─── RECORDED DATA

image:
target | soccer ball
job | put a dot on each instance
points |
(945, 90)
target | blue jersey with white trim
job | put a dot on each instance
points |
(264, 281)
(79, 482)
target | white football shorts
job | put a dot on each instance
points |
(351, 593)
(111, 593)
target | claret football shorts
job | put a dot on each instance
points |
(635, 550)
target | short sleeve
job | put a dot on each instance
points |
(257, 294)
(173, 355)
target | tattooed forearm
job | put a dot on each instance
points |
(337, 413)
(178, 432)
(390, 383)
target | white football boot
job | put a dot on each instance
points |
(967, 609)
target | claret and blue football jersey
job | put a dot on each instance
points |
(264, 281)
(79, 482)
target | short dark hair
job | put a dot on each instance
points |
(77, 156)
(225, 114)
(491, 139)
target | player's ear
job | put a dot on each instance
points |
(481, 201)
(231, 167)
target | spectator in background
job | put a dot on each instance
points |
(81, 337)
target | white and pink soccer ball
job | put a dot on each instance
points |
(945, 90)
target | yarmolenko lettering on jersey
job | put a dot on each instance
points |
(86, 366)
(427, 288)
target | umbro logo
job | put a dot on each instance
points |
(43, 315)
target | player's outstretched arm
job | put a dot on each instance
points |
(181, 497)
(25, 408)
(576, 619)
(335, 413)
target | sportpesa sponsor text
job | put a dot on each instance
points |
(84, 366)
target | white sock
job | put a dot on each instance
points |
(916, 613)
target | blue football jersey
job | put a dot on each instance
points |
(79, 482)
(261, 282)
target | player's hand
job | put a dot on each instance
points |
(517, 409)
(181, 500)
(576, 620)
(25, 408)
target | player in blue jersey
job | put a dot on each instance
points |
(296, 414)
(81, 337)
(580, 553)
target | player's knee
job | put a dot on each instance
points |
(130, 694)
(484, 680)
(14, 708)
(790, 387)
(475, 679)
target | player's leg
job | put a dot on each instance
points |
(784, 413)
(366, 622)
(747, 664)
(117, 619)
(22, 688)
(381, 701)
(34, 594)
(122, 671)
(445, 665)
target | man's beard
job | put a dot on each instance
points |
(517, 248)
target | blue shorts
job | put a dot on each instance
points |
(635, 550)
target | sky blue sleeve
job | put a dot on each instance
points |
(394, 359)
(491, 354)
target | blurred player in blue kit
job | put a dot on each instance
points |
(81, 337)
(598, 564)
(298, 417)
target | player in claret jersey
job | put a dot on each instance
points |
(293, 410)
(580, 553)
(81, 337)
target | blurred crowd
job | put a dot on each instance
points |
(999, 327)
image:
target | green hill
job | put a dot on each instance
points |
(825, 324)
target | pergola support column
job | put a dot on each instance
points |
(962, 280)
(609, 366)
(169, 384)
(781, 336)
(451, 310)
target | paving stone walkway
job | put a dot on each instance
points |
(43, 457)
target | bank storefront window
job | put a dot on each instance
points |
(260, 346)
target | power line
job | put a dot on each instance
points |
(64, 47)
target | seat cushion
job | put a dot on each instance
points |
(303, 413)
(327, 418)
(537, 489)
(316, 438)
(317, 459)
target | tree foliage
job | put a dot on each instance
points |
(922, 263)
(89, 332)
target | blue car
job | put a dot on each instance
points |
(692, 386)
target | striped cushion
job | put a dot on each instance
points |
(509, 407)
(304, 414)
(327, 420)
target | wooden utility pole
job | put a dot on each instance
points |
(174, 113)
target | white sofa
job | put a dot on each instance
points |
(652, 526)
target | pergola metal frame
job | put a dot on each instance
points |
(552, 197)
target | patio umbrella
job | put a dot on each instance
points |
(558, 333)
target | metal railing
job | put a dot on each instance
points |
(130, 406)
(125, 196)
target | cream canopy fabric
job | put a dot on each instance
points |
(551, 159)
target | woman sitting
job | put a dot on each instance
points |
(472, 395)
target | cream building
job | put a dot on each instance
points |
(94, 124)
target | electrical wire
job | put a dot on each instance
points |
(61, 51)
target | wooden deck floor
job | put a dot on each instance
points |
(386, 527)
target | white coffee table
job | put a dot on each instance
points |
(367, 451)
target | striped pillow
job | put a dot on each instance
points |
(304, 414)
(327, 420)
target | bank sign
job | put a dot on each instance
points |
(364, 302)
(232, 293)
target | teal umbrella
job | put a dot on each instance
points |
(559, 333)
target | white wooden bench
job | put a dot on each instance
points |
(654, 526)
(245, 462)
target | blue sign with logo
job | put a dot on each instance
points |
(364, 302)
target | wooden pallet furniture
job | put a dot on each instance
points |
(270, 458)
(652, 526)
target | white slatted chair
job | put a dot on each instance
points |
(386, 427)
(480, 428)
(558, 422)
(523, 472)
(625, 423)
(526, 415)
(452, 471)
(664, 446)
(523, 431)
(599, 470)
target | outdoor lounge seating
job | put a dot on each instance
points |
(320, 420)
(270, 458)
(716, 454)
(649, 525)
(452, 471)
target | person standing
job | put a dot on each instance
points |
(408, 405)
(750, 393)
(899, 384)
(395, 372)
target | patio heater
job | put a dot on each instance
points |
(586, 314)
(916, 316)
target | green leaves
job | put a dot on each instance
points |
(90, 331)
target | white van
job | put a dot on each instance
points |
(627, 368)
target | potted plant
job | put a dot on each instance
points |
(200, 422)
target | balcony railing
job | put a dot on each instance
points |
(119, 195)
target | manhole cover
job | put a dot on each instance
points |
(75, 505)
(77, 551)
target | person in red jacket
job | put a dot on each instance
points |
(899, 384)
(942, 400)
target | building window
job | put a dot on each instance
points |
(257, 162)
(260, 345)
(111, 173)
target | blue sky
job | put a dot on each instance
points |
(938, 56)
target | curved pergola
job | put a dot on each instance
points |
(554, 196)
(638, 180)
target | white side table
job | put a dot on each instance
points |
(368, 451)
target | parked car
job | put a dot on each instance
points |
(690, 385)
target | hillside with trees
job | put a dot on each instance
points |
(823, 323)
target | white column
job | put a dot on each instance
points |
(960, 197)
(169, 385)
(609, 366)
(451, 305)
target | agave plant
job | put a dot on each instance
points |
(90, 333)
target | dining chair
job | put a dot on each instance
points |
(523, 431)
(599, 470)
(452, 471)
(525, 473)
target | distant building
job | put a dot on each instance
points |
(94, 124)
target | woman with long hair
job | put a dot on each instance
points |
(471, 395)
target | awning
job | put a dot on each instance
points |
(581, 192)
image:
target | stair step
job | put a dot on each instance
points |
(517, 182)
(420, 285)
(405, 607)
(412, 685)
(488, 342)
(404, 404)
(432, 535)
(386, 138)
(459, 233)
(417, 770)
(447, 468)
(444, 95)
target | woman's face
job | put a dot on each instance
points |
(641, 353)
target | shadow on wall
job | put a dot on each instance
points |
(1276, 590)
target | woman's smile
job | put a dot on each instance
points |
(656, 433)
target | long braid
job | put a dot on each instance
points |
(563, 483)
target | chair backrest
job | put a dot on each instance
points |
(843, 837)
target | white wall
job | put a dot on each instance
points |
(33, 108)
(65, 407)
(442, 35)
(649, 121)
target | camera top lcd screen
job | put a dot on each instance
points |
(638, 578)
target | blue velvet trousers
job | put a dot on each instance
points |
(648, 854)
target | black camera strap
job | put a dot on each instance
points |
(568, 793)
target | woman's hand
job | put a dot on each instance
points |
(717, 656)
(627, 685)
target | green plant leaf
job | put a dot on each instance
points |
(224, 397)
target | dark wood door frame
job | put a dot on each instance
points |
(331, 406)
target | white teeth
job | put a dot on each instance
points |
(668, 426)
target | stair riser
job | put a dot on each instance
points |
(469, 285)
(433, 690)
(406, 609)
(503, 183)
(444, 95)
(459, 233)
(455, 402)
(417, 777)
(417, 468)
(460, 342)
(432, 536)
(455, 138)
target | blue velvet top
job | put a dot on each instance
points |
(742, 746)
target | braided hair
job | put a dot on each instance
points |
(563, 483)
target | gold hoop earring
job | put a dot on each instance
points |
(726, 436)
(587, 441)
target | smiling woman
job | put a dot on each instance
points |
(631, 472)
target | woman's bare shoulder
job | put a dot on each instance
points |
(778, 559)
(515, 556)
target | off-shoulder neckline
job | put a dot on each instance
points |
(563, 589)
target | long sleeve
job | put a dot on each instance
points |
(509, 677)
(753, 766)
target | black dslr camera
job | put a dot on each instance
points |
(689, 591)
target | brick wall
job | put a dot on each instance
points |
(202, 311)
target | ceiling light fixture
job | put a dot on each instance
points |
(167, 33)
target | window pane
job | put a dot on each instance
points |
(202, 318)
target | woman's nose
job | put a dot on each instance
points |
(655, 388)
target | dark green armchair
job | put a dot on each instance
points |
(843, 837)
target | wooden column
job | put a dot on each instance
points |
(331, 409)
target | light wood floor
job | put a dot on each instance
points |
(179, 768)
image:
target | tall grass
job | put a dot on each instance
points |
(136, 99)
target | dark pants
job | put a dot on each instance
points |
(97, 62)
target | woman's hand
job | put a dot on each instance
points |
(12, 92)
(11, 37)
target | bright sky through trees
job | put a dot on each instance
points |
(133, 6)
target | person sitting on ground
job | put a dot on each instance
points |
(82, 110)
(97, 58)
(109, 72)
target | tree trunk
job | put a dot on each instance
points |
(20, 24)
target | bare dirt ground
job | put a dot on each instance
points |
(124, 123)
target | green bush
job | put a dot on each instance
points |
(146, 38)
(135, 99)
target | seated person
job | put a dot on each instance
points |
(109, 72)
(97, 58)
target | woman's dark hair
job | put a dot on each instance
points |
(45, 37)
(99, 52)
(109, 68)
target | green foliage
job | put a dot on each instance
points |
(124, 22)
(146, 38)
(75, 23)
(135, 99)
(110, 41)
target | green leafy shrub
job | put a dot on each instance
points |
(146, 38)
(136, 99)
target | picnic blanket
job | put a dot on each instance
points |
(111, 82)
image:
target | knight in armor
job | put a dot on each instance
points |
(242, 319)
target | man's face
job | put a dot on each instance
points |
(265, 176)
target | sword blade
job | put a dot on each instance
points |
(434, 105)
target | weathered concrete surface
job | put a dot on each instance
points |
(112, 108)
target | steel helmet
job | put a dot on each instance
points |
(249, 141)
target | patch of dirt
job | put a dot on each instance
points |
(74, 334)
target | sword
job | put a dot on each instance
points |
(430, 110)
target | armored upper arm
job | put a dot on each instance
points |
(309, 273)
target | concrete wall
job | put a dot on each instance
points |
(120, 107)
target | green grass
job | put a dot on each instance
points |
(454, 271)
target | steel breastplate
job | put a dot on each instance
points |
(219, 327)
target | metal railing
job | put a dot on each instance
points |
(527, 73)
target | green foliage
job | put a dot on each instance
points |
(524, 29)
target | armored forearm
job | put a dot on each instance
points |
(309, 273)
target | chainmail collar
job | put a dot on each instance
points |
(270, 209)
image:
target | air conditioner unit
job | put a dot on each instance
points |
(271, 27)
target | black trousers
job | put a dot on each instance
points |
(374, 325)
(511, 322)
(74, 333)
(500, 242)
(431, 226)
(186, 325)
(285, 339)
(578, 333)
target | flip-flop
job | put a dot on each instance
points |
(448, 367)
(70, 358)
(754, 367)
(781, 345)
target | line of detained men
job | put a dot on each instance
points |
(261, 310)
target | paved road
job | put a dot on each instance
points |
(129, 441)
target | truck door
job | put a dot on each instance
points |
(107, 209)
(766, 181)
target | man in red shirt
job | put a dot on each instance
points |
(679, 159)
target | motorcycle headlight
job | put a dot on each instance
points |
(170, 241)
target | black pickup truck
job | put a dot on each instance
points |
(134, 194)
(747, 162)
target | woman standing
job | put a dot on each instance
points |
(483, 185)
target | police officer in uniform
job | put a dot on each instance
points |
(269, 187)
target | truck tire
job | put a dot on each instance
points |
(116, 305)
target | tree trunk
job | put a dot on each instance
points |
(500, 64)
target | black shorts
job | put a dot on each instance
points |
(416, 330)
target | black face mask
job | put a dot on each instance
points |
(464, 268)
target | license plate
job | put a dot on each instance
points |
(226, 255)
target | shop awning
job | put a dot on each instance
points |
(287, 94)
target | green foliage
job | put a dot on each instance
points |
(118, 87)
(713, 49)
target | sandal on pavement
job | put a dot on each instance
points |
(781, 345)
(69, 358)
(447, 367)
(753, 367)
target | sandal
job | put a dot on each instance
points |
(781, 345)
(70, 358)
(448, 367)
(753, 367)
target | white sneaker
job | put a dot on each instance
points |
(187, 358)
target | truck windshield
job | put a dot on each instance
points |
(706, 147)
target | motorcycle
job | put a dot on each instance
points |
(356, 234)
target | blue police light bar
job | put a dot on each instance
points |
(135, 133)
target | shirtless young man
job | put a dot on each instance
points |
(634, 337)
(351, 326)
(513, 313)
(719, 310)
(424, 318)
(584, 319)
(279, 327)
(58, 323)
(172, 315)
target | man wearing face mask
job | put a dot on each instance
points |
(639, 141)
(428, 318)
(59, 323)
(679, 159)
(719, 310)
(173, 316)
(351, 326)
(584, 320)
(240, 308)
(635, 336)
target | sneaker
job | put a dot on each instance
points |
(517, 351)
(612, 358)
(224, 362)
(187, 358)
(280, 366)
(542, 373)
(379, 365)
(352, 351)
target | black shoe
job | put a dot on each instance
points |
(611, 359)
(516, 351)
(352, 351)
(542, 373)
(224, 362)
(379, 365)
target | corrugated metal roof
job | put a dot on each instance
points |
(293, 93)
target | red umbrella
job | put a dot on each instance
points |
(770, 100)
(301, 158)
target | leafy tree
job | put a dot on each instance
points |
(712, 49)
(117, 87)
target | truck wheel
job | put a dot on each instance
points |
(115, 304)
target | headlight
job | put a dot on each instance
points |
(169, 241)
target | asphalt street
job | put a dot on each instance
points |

──────

Take the line in which "target | sneaker" occurs and each subsequent line through the end; give these lines again without alteration.

target | sneaker
job | put a dot on each instance
points |
(517, 351)
(612, 358)
(224, 362)
(187, 358)
(280, 366)
(542, 373)
(379, 365)
(352, 351)
target | black shoe
job | put a dot on each instance
points |
(611, 359)
(516, 351)
(352, 351)
(542, 373)
(224, 362)
(379, 365)
target | corrugated metal roof
job | put a dot on each instance
points |
(293, 93)
target | red umbrella
job | put a dot on each instance
points |
(770, 100)
(301, 158)
target | leafy tree
job | put a dot on each instance
points |
(712, 49)
(117, 87)
target | truck wheel
job | put a dot on each instance
points |
(115, 304)
target | headlight
job | put a dot on each instance
points |
(169, 241)
target | asphalt street
job | put a dot on each instance
points |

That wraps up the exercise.